> _EXERCISE_: Select, from the data, each line where "outline" occurs.

▼

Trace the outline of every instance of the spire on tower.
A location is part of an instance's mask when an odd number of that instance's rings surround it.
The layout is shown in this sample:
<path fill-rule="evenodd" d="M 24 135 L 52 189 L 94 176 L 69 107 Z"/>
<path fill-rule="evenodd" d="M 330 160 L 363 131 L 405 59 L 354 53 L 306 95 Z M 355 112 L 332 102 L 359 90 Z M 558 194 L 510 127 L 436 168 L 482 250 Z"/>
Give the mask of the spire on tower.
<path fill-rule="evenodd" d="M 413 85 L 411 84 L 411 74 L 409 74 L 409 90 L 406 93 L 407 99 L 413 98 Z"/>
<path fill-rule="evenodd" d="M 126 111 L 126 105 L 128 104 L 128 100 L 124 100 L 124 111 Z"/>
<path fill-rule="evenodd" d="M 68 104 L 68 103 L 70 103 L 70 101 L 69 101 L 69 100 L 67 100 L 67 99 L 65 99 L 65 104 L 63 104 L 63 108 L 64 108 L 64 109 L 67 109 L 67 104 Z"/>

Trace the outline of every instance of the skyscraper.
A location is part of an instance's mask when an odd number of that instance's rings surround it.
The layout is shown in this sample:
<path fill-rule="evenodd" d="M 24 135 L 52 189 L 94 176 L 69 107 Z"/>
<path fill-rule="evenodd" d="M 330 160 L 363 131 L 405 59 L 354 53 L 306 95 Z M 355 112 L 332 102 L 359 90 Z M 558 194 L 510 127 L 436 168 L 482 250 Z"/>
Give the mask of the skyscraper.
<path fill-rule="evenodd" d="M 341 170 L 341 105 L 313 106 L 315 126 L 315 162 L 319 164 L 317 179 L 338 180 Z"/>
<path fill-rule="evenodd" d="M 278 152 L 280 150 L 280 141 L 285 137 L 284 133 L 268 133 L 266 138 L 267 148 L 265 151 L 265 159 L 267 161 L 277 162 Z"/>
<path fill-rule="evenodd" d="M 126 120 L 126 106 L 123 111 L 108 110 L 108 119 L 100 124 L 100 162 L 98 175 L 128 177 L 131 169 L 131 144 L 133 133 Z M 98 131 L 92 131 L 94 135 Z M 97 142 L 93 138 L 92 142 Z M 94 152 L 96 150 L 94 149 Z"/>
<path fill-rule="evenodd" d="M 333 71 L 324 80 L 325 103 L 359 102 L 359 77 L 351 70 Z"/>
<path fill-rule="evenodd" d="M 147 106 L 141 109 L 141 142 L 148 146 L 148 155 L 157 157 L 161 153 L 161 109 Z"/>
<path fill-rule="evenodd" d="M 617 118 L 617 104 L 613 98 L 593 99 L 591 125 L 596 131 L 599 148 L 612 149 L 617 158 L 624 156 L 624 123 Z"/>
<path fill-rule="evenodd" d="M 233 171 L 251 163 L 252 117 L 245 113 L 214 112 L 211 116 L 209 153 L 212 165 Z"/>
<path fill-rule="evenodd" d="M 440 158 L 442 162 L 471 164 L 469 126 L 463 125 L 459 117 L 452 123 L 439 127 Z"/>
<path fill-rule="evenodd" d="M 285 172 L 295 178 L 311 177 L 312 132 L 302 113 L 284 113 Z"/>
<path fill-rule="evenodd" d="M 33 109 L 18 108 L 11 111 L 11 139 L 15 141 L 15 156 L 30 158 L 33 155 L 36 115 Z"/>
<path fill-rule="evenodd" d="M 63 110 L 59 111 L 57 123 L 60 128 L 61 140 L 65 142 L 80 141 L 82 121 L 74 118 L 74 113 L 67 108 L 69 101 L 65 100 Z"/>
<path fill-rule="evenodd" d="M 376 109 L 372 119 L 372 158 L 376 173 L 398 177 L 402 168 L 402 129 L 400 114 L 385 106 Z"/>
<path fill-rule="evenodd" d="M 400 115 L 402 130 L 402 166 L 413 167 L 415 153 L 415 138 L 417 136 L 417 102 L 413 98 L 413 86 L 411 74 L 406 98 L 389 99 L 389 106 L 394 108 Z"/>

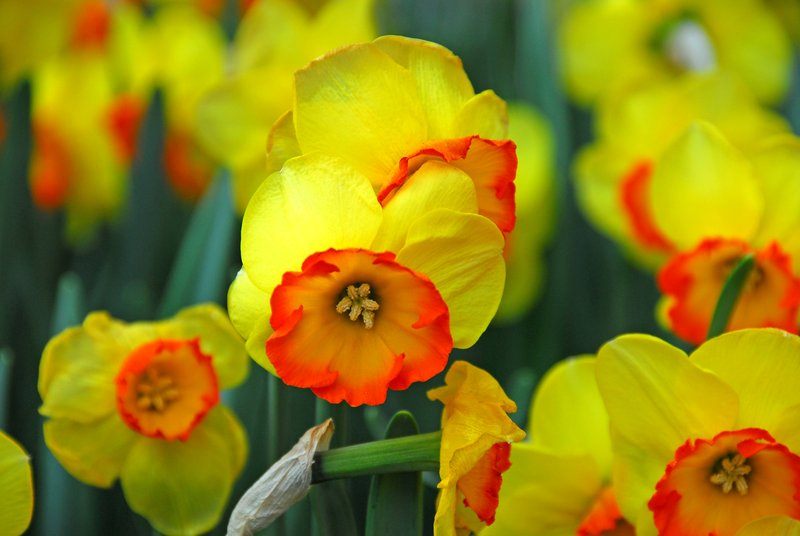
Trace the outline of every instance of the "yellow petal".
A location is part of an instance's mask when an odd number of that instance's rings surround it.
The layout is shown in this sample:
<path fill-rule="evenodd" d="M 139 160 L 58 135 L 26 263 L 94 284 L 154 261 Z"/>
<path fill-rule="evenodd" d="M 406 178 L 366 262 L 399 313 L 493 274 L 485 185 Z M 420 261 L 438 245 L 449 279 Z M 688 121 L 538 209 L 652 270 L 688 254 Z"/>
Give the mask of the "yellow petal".
<path fill-rule="evenodd" d="M 742 527 L 736 536 L 800 536 L 800 521 L 786 516 L 763 517 Z"/>
<path fill-rule="evenodd" d="M 427 139 L 414 77 L 374 44 L 312 62 L 295 74 L 295 92 L 294 121 L 303 152 L 340 156 L 376 185 Z"/>
<path fill-rule="evenodd" d="M 308 29 L 305 60 L 375 38 L 375 0 L 328 0 Z"/>
<path fill-rule="evenodd" d="M 470 176 L 441 161 L 423 164 L 389 199 L 372 249 L 399 251 L 414 222 L 435 209 L 478 212 L 475 185 Z"/>
<path fill-rule="evenodd" d="M 250 198 L 253 197 L 253 194 L 264 182 L 264 179 L 270 175 L 271 173 L 264 171 L 263 158 L 258 158 L 242 168 L 232 170 L 233 204 L 236 207 L 237 214 L 244 214 Z"/>
<path fill-rule="evenodd" d="M 122 491 L 131 509 L 159 532 L 206 532 L 222 517 L 241 463 L 242 446 L 235 443 L 243 436 L 221 433 L 215 425 L 225 418 L 220 411 L 212 410 L 185 442 L 143 439 L 131 449 Z"/>
<path fill-rule="evenodd" d="M 667 149 L 650 199 L 656 224 L 679 248 L 709 236 L 749 240 L 764 203 L 750 164 L 707 123 L 693 124 Z"/>
<path fill-rule="evenodd" d="M 574 536 L 603 486 L 589 455 L 515 443 L 497 517 L 481 536 Z"/>
<path fill-rule="evenodd" d="M 272 335 L 272 326 L 269 324 L 269 316 L 264 315 L 261 321 L 253 328 L 253 331 L 250 332 L 250 336 L 247 337 L 247 353 L 264 370 L 277 376 L 272 361 L 267 357 L 267 339 L 269 339 L 270 335 Z"/>
<path fill-rule="evenodd" d="M 286 162 L 258 188 L 242 222 L 248 277 L 270 292 L 287 271 L 328 248 L 369 247 L 381 207 L 365 177 L 321 154 Z"/>
<path fill-rule="evenodd" d="M 600 476 L 611 473 L 611 438 L 595 379 L 594 356 L 562 361 L 542 379 L 528 431 L 534 444 L 560 454 L 588 454 Z"/>
<path fill-rule="evenodd" d="M 781 136 L 752 157 L 764 192 L 764 215 L 754 242 L 777 241 L 795 261 L 800 259 L 800 140 Z"/>
<path fill-rule="evenodd" d="M 408 37 L 379 37 L 374 44 L 411 72 L 428 121 L 428 138 L 459 137 L 453 118 L 475 94 L 461 59 L 441 45 Z"/>
<path fill-rule="evenodd" d="M 733 429 L 739 400 L 716 375 L 648 335 L 605 344 L 596 366 L 612 427 L 617 500 L 627 519 L 638 520 L 678 447 Z"/>
<path fill-rule="evenodd" d="M 22 534 L 33 515 L 33 476 L 23 448 L 0 431 L 0 527 L 3 534 Z"/>
<path fill-rule="evenodd" d="M 283 163 L 300 156 L 297 134 L 294 131 L 294 115 L 291 111 L 284 113 L 272 125 L 267 139 L 267 172 L 274 173 L 283 167 Z"/>
<path fill-rule="evenodd" d="M 107 313 L 53 337 L 39 366 L 39 409 L 48 417 L 91 422 L 116 411 L 116 378 L 122 360 L 139 344 L 157 338 L 147 325 L 126 326 Z"/>
<path fill-rule="evenodd" d="M 299 66 L 308 16 L 297 2 L 261 0 L 242 18 L 233 44 L 234 64 L 242 71 L 269 63 Z"/>
<path fill-rule="evenodd" d="M 737 428 L 773 433 L 784 412 L 800 404 L 798 355 L 800 337 L 777 329 L 748 329 L 706 341 L 691 359 L 739 394 Z"/>
<path fill-rule="evenodd" d="M 231 325 L 228 315 L 216 304 L 187 307 L 171 320 L 159 325 L 164 338 L 200 338 L 201 350 L 211 356 L 214 372 L 222 389 L 236 387 L 249 370 L 244 343 Z"/>
<path fill-rule="evenodd" d="M 480 136 L 490 140 L 504 140 L 508 135 L 508 108 L 506 101 L 487 89 L 471 97 L 455 116 L 452 137 Z"/>
<path fill-rule="evenodd" d="M 436 285 L 450 311 L 457 348 L 475 344 L 497 311 L 505 281 L 504 245 L 489 219 L 442 209 L 414 222 L 397 255 L 398 262 Z"/>
<path fill-rule="evenodd" d="M 44 424 L 45 443 L 59 463 L 81 482 L 101 488 L 114 484 L 141 437 L 116 412 L 90 424 L 67 419 Z"/>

▲

> _SOLUTION TO THIS TASK_:
Trace the outline of every instance of the spire on tower.
Trace the outline of every instance of the skyscraper.
Trace the outline of every instance of the "yellow petal".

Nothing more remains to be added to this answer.